What to do:
A full, word-for-word copy of the listing below is needed; leave the images out of it.

Task inputs:

»»

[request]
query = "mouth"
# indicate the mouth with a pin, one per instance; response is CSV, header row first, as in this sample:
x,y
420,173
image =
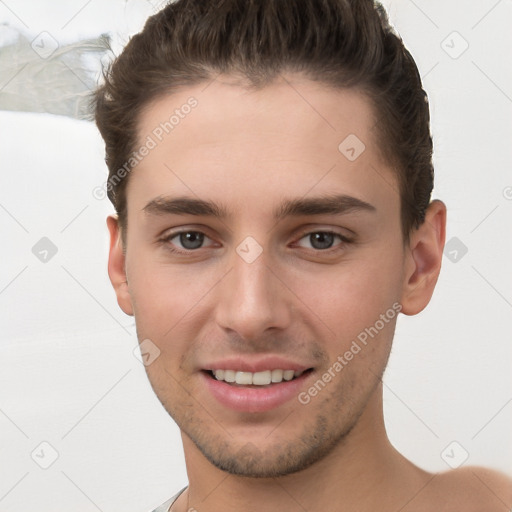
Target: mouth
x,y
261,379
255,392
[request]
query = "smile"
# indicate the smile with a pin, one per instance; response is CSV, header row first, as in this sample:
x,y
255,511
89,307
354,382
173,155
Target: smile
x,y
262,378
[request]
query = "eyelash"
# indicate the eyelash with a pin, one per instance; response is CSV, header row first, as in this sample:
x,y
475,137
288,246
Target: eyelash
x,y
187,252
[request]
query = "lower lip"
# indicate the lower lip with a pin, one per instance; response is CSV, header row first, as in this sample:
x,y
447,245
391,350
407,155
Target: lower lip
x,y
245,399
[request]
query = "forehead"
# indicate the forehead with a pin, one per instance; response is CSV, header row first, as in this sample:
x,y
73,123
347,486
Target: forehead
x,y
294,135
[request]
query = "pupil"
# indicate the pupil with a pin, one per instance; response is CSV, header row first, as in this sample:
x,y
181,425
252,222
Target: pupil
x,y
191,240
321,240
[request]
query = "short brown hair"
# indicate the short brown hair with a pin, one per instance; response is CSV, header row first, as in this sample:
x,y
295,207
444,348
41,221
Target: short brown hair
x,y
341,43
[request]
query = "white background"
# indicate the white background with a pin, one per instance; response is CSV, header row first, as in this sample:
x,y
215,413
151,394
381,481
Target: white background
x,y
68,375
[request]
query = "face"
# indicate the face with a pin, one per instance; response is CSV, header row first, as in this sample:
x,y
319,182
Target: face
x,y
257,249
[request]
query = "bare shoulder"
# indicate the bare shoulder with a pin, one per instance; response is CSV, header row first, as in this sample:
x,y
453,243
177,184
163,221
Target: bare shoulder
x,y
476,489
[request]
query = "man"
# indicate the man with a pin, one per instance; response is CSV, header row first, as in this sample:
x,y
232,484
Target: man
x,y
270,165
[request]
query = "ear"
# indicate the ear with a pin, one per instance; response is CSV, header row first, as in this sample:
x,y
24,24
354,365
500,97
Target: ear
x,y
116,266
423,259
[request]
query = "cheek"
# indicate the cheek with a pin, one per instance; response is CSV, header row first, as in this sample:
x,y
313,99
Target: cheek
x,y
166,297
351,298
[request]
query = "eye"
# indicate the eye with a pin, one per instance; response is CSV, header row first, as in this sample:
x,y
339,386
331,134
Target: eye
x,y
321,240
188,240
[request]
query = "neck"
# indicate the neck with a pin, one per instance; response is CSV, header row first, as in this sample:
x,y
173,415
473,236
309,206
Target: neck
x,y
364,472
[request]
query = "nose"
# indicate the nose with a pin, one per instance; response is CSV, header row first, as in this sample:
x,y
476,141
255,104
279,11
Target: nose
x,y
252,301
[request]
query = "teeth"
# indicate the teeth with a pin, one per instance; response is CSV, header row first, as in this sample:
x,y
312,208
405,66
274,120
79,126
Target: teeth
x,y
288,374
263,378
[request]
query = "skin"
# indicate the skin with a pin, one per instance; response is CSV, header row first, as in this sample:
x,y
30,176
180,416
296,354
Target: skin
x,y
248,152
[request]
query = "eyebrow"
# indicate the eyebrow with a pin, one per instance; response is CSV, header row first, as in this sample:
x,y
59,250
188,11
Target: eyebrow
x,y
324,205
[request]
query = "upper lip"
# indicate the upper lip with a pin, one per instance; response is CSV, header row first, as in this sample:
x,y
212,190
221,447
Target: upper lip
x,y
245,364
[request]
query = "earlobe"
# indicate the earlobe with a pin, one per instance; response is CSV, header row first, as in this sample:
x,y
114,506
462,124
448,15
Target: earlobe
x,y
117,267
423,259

««

Problem solution:
[request]
query = "mouth"
# indicate the mouth with a pin, one per instance; response is CSV, header row first, as in this sample:
x,y
420,173
image =
Target: mouth
x,y
261,379
255,392
[request]
query = "smile"
# indicate the smile with a pin, one per instance; response is CSV, header row first, as in this sample:
x,y
255,511
89,307
354,382
173,155
Target: smile
x,y
262,378
[request]
query = "eyelash"
# indicate the eyelash with a pin, one per instance; response is CSV, header row first, as in this sample:
x,y
475,137
288,246
Target: eyelash
x,y
187,252
[request]
query = "lower lip"
# indicate the lower lip with a pin, one per instance; response is CSV, header row first, as in this sample:
x,y
447,245
391,350
407,155
Target: lower lip
x,y
245,399
[request]
query = "forehead"
# indicate the forehead with a pin, one per instance; response is CSV, header row first, as in this sample:
x,y
73,123
347,486
Target: forehead
x,y
294,135
[request]
query = "pupil"
# indicate the pupil with a pin, one per instance; response is CSV, header row first, as in this sample:
x,y
181,425
252,222
Target: pupil
x,y
191,240
321,240
[request]
query = "short brown hair"
# indicate the short brown hair with a pin, one per instance; response is CSV, header row first, as in this sample:
x,y
295,207
444,348
41,221
Target: short brown hair
x,y
341,43
[request]
query = "white background"
# indicate the white background with a pin, one per instance; response is CSV, header row first, as in this sample:
x,y
215,413
151,394
381,481
Target: white background
x,y
68,375
[request]
query = "face"
# indicate the face with a pin, one per instance; response is CSV, header row first, as in this sample:
x,y
319,182
Target: face
x,y
257,249
[request]
query = "bare shoulder"
# indicate the bare shoulder with a pin, one per instance; response is CSV, header row first, as in this sample:
x,y
453,243
177,184
163,221
Target: bare shoulder
x,y
476,489
[request]
query = "man"
# indicate the man with a pin, one per instance; response is CSV, header row first, as in this sample:
x,y
232,484
Target: man
x,y
270,165
[request]
query = "ear"
# indicate the ear with a pin, one per instance; response is CSV, header row first, as in this sample:
x,y
24,24
354,365
500,97
Target: ear
x,y
116,266
423,259
[request]
query = "cheek"
# indicate the cheek with a pin, one per instance; response is CSV, header row first, as in this sample:
x,y
313,99
Target: cheek
x,y
166,297
351,298
[request]
query = "eye"
# indicate the eye with a pin, one per instance; response is CSV, header row first, as in this sample:
x,y
339,386
331,134
Target: eye
x,y
321,240
188,240
[request]
query = "neck"
# indicate the neck with a pin, one per instance; response is CSV, header row first, as in this sample:
x,y
173,415
473,236
309,206
Target: neck
x,y
364,472
[request]
query = "nose"
# indicate the nose with a pin, one per instance; response is CSV, header row first, as in this sample:
x,y
476,141
255,104
279,11
Target: nose
x,y
252,301
[request]
query = "teeth"
# indicate the teeth with a pin, one per instance; response is CSV, header row first, as in this sample:
x,y
312,208
405,66
274,120
79,126
Target: teeth
x,y
288,374
263,378
[request]
query = "skin"
# indicate the skin with a pin, one per instance; response is CSV, header row first, as in this sample:
x,y
30,176
180,416
296,354
Target: skin
x,y
248,152
[request]
query = "eyebrow"
# indicate the eyebrow with a pin, one per instance; response is CSV, header row first, as in this sample:
x,y
59,250
188,11
Target: eyebrow
x,y
324,205
[request]
query = "upper lip"
# indicate the upper lip with a pin, one per instance; response is CSV, header row first, as in this sample:
x,y
212,190
221,447
Target: upper lip
x,y
245,364
[request]
query = "earlobe"
# indicate the earlobe with a pin, one per instance; response is CSV, header row first, as in this sample:
x,y
114,506
462,124
448,15
Target: earlobe
x,y
117,267
423,259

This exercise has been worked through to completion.